- [Given task]
Rewrite the entries from the start through the line containing "pixel 38 180", inclusive, replacing "stone wall" with "brick wall" and leaving everything else unchanged. Omit the pictures from your answer.

- [Input records]
☆ ☆ ☆

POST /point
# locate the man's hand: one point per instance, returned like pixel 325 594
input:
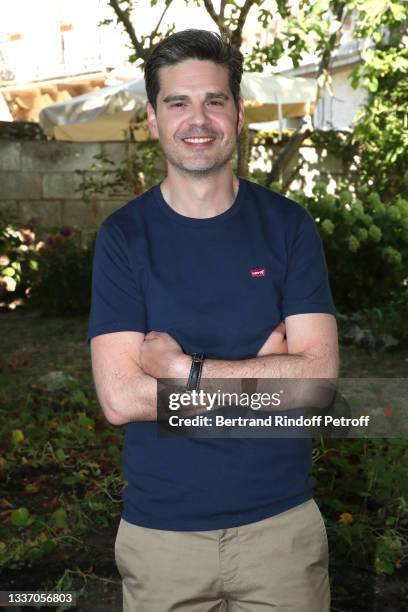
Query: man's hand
pixel 276 342
pixel 162 357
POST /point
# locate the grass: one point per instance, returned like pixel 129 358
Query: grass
pixel 72 470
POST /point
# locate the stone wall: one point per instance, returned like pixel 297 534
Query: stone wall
pixel 38 180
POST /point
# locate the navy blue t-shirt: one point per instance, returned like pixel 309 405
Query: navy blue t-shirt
pixel 217 286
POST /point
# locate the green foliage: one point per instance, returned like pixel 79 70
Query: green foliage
pixel 52 275
pixel 17 257
pixel 70 481
pixel 363 496
pixel 142 167
pixel 390 318
pixel 381 129
pixel 61 283
pixel 365 242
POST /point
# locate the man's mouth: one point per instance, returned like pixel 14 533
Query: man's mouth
pixel 199 141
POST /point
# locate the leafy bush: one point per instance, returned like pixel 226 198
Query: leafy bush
pixel 17 257
pixel 362 493
pixel 366 243
pixel 52 275
pixel 62 282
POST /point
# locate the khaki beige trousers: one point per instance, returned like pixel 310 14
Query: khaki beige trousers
pixel 279 563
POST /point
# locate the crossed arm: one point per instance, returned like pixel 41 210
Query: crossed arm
pixel 126 365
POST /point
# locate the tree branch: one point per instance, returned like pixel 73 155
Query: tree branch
pixel 123 17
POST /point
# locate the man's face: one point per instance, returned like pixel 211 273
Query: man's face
pixel 195 101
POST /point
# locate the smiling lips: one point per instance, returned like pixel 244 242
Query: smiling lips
pixel 198 141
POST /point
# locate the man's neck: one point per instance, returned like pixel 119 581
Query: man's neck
pixel 200 198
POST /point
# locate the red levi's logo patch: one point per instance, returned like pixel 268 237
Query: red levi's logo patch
pixel 256 272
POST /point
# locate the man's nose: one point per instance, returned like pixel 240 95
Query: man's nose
pixel 199 113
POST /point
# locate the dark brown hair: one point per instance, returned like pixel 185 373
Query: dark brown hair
pixel 192 44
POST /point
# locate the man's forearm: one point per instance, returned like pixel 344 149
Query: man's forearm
pixel 136 399
pixel 272 366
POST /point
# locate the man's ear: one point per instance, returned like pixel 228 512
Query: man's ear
pixel 151 121
pixel 241 115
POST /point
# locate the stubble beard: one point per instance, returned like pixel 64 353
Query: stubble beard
pixel 223 157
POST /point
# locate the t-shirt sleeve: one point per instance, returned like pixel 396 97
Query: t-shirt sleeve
pixel 117 303
pixel 306 287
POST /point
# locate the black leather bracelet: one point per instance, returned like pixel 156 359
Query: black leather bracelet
pixel 193 383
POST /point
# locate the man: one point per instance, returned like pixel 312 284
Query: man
pixel 206 262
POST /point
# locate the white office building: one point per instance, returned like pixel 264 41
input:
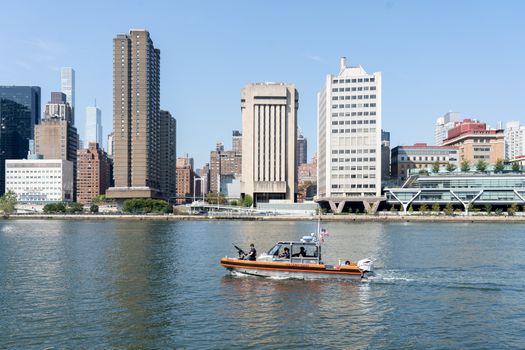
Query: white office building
pixel 93 126
pixel 111 143
pixel 269 129
pixel 514 140
pixel 67 86
pixel 40 181
pixel 443 125
pixel 349 134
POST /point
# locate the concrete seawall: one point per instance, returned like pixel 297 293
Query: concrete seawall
pixel 326 218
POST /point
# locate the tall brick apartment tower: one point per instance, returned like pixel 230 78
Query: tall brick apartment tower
pixel 136 117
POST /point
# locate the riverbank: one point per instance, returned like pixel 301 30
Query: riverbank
pixel 329 218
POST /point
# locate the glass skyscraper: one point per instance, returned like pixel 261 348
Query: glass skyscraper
pixel 67 86
pixel 19 112
pixel 93 132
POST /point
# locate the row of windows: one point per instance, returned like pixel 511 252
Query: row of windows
pixel 366 105
pixel 353 168
pixel 426 158
pixel 354 186
pixel 354 122
pixel 353 114
pixel 353 131
pixel 355 80
pixel 31 171
pixel 364 88
pixel 353 151
pixel 354 97
pixel 366 159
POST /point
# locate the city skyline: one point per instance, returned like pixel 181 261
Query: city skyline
pixel 429 71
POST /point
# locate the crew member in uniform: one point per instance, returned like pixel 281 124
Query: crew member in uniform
pixel 252 254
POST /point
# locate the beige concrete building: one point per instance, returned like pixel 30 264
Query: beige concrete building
pixel 476 142
pixel 55 136
pixel 136 116
pixel 168 155
pixel 421 156
pixel 269 129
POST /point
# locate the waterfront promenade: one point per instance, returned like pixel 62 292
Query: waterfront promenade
pixel 328 218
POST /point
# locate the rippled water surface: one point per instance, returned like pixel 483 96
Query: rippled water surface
pixel 143 285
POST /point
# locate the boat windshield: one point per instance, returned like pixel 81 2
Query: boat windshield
pixel 275 249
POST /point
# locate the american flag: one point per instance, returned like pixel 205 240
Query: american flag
pixel 324 233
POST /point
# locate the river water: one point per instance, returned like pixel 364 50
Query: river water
pixel 144 285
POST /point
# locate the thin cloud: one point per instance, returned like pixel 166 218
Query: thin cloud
pixel 314 58
pixel 45 50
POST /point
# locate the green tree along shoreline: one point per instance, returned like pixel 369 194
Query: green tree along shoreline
pixel 7 203
pixel 146 206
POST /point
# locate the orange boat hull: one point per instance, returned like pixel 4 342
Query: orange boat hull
pixel 280 269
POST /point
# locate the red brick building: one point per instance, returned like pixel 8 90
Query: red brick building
pixel 93 173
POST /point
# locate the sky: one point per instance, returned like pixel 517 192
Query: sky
pixel 435 57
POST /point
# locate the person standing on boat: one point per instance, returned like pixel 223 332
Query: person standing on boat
pixel 252 254
pixel 285 254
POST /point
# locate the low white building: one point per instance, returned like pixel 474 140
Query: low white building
pixel 514 140
pixel 40 181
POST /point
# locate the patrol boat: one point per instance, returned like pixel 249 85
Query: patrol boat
pixel 299 260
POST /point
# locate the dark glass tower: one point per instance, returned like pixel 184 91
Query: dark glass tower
pixel 19 112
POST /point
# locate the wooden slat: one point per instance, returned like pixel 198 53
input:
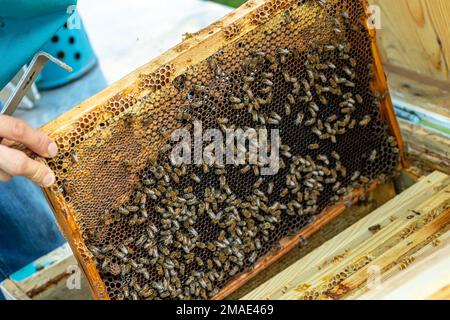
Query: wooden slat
pixel 426 279
pixel 357 241
pixel 415 35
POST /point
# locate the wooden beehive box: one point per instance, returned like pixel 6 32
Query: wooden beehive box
pixel 110 143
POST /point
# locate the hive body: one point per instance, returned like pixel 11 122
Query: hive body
pixel 143 227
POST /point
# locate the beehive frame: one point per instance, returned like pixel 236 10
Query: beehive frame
pixel 84 121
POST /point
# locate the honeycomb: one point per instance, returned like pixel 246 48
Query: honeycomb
pixel 144 228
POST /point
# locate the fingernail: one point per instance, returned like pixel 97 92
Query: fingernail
pixel 49 180
pixel 52 149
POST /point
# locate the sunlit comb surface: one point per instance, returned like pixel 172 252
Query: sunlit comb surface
pixel 159 231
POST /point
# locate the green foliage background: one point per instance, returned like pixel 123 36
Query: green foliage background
pixel 231 3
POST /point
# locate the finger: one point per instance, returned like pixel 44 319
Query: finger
pixel 18 131
pixel 16 163
pixel 4 177
pixel 7 142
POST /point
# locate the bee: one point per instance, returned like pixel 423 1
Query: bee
pixel 123 211
pixel 195 178
pixel 287 109
pixel 366 120
pixel 310 122
pixel 359 99
pixel 74 157
pixel 355 175
pixel 235 100
pixel 323 100
pixel 299 119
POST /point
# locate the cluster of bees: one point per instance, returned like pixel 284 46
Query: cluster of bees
pixel 173 255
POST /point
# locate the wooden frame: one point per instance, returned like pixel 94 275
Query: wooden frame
pixel 192 51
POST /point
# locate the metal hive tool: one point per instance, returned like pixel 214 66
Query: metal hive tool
pixel 142 228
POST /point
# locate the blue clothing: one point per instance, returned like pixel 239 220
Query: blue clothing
pixel 27 226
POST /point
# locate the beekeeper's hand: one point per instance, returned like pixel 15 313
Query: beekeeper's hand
pixel 17 163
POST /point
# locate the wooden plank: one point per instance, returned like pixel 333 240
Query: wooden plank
pixel 415 35
pixel 51 282
pixel 354 243
pixel 428 278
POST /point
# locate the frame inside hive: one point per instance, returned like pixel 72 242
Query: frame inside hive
pixel 173 63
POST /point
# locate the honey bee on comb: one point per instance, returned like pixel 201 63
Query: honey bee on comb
pixel 157 229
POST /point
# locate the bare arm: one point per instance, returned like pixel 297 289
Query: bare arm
pixel 17 163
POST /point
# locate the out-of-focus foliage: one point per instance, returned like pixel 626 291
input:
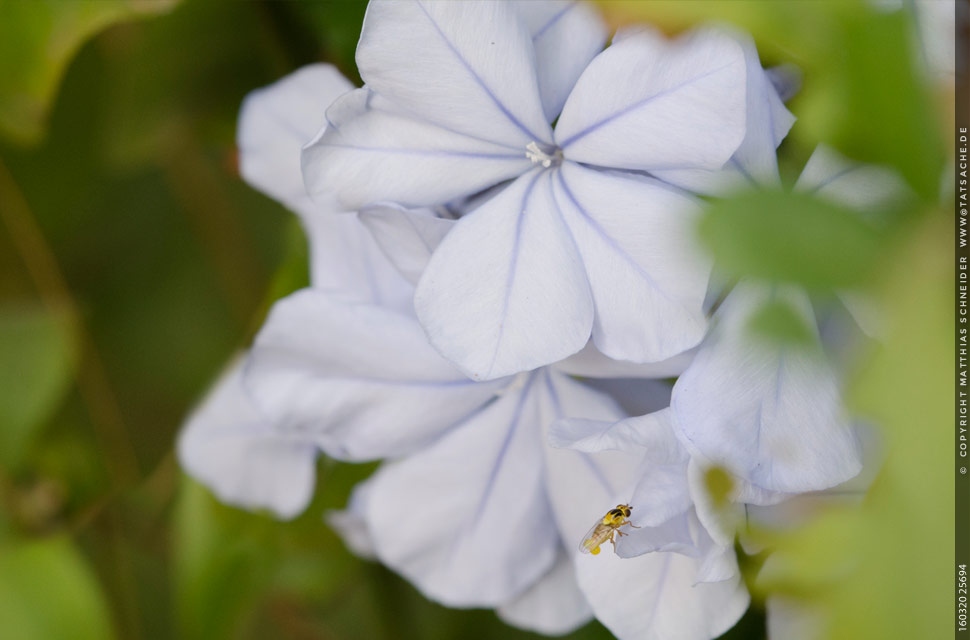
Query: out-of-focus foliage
pixel 170 261
pixel 862 93
pixel 39 354
pixel 881 570
pixel 791 237
pixel 37 40
pixel 48 591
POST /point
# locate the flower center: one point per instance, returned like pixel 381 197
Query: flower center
pixel 539 156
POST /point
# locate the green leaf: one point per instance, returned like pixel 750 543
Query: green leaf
pixel 48 592
pixel 791 237
pixel 778 323
pixel 39 354
pixel 858 565
pixel 875 116
pixel 37 40
pixel 223 562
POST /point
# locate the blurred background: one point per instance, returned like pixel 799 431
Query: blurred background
pixel 135 263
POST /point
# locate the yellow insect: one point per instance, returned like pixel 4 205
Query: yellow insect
pixel 604 529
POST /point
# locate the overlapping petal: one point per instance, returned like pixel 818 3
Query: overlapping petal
pixel 767 123
pixel 566 35
pixel 554 605
pixel 359 380
pixel 771 415
pixel 231 447
pixel 831 176
pixel 654 597
pixel 466 519
pixel 274 124
pixel 466 66
pixel 686 108
pixel 506 290
pixel 408 237
pixel 372 152
pixel 591 363
pixel 647 277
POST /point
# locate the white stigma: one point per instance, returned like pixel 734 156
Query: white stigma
pixel 538 156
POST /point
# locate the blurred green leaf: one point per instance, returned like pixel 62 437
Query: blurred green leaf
pixel 47 592
pixel 777 322
pixel 790 237
pixel 39 354
pixel 884 570
pixel 875 116
pixel 37 40
pixel 222 564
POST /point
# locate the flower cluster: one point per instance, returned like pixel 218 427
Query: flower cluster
pixel 503 280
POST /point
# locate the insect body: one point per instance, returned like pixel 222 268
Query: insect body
pixel 605 528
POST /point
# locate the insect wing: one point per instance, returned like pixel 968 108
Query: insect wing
pixel 589 539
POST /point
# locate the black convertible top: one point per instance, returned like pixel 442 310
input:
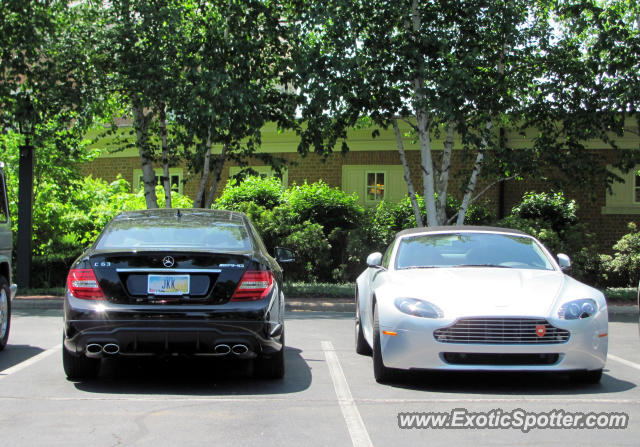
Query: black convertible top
pixel 459 229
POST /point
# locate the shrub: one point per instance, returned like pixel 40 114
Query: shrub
pixel 330 207
pixel 553 220
pixel 264 192
pixel 549 207
pixel 67 221
pixel 625 263
pixel 390 217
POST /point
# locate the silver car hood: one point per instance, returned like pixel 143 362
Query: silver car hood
pixel 474 291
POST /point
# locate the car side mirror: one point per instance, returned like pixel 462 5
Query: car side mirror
pixel 374 259
pixel 565 262
pixel 284 255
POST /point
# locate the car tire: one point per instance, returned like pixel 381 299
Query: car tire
pixel 272 367
pixel 592 377
pixel 79 367
pixel 5 312
pixel 362 347
pixel 380 372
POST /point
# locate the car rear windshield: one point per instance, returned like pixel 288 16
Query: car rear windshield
pixel 218 236
pixel 471 250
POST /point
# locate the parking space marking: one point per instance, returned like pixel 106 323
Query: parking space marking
pixel 357 430
pixel 623 361
pixel 35 359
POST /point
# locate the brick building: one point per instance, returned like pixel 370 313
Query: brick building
pixel 372 162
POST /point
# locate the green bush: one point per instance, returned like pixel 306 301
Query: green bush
pixel 330 207
pixel 551 208
pixel 553 220
pixel 390 217
pixel 264 192
pixel 319 222
pixel 67 221
pixel 624 266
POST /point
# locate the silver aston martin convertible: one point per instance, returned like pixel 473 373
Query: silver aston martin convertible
pixel 477 298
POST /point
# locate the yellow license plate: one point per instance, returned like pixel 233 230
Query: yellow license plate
pixel 168 285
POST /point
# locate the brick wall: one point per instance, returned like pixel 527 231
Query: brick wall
pixel 609 228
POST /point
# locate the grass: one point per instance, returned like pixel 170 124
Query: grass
pixel 320 290
pixel 624 294
pixel 56 291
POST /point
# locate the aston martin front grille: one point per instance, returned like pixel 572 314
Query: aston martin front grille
pixel 502 331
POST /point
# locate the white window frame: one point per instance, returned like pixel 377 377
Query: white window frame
pixel 137 177
pixel 384 185
pixel 262 171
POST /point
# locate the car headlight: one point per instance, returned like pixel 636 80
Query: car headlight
pixel 578 309
pixel 418 308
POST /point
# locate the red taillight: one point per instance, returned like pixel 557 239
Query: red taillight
pixel 82 283
pixel 254 285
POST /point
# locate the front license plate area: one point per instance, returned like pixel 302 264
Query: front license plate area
pixel 168 285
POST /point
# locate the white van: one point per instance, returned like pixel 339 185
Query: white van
pixel 7 290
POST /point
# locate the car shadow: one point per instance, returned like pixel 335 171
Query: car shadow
pixel 195 377
pixel 319 315
pixel 530 384
pixel 15 354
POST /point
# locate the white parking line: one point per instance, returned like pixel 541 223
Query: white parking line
pixel 357 430
pixel 623 361
pixel 20 366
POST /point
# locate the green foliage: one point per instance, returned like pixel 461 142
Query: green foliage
pixel 266 193
pixel 330 207
pixel 69 211
pixel 624 266
pixel 552 208
pixel 318 290
pixel 391 217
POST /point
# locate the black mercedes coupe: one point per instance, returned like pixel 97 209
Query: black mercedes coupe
pixel 176 281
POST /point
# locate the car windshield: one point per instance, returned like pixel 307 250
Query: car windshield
pixel 471 250
pixel 184 233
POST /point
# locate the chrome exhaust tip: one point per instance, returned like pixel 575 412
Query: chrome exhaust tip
pixel 222 349
pixel 111 349
pixel 239 349
pixel 93 350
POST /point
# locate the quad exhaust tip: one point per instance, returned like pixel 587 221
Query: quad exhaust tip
pixel 239 349
pixel 94 350
pixel 222 349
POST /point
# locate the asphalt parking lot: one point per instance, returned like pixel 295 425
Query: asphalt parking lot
pixel 328 396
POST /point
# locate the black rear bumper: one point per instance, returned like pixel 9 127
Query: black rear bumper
pixel 151 330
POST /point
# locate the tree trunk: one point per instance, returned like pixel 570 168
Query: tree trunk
pixel 423 129
pixel 141 123
pixel 443 180
pixel 481 151
pixel 407 176
pixel 166 179
pixel 217 171
pixel 204 179
pixel 477 167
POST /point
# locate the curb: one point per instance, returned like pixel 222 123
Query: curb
pixel 291 305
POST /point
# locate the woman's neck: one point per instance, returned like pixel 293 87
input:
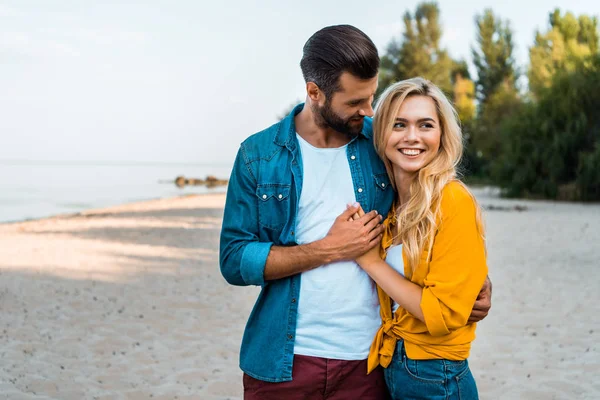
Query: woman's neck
pixel 403 182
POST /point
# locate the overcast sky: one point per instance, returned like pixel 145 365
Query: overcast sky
pixel 186 81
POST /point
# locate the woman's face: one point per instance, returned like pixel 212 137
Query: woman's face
pixel 416 135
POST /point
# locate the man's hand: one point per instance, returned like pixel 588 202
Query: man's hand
pixel 483 303
pixel 349 238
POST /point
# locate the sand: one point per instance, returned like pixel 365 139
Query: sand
pixel 128 303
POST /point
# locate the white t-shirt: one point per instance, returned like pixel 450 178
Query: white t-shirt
pixel 394 260
pixel 338 309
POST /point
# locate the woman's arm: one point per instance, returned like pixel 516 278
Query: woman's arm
pixel 404 292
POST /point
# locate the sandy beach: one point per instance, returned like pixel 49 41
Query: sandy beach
pixel 128 303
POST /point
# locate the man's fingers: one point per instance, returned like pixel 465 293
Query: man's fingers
pixel 375 241
pixel 350 211
pixel 372 224
pixel 360 212
pixel 366 218
pixel 482 304
pixel 477 316
pixel 375 230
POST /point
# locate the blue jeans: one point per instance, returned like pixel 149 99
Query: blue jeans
pixel 409 379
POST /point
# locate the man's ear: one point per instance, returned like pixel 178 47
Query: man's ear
pixel 314 93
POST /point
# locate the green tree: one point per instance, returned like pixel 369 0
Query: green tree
pixel 495 87
pixel 493 58
pixel 568 41
pixel 551 148
pixel 418 53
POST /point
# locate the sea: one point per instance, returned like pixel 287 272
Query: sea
pixel 39 189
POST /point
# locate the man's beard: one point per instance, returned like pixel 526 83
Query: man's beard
pixel 327 118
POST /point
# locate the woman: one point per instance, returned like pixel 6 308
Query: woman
pixel 433 247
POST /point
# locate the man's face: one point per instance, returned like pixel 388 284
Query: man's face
pixel 345 110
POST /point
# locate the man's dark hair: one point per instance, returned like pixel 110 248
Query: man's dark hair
pixel 337 49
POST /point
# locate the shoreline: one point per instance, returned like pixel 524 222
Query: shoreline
pixel 127 302
pixel 100 210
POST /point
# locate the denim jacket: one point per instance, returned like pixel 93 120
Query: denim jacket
pixel 261 211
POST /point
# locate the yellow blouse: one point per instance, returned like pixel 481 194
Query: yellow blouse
pixel 451 280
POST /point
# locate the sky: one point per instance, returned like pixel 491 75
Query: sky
pixel 188 80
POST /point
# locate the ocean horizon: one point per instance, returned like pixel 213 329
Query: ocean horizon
pixel 34 189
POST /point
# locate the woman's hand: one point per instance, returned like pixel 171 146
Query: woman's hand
pixel 370 257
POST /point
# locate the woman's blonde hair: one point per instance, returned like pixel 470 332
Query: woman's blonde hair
pixel 417 218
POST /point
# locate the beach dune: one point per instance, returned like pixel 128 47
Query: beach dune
pixel 128 303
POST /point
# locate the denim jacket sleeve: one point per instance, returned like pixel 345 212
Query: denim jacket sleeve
pixel 242 256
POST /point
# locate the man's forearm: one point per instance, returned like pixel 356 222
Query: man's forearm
pixel 284 261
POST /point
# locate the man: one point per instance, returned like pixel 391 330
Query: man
pixel 287 228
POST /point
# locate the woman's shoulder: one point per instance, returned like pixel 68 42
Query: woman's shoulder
pixel 456 195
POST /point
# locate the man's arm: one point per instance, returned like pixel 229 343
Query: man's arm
pixel 483 303
pixel 346 240
pixel 244 260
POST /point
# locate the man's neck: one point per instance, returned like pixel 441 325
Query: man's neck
pixel 316 135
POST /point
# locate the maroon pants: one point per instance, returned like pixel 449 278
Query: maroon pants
pixel 320 379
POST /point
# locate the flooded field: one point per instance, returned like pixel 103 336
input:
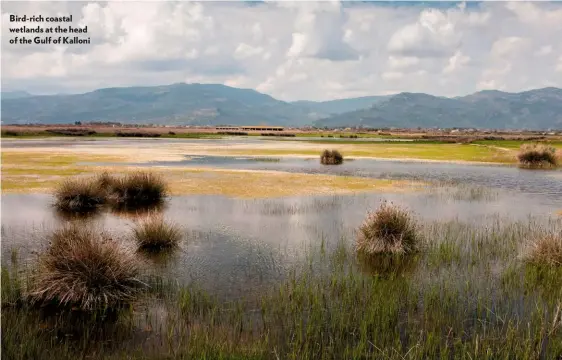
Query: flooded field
pixel 280 277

☆ ☆ ☆

- [The response]
POST /point
# locate the man's hand: one point per instance, returned like pixel 325 594
input:
Query: man's hand
pixel 276 342
pixel 162 357
POST /point
# locate the grass: one point per instance, returned like pixel 129 358
Query: grass
pixel 72 470
POST /point
# locate the brick wall: one point per instance, returned like pixel 297 534
Query: brick wall
pixel 38 180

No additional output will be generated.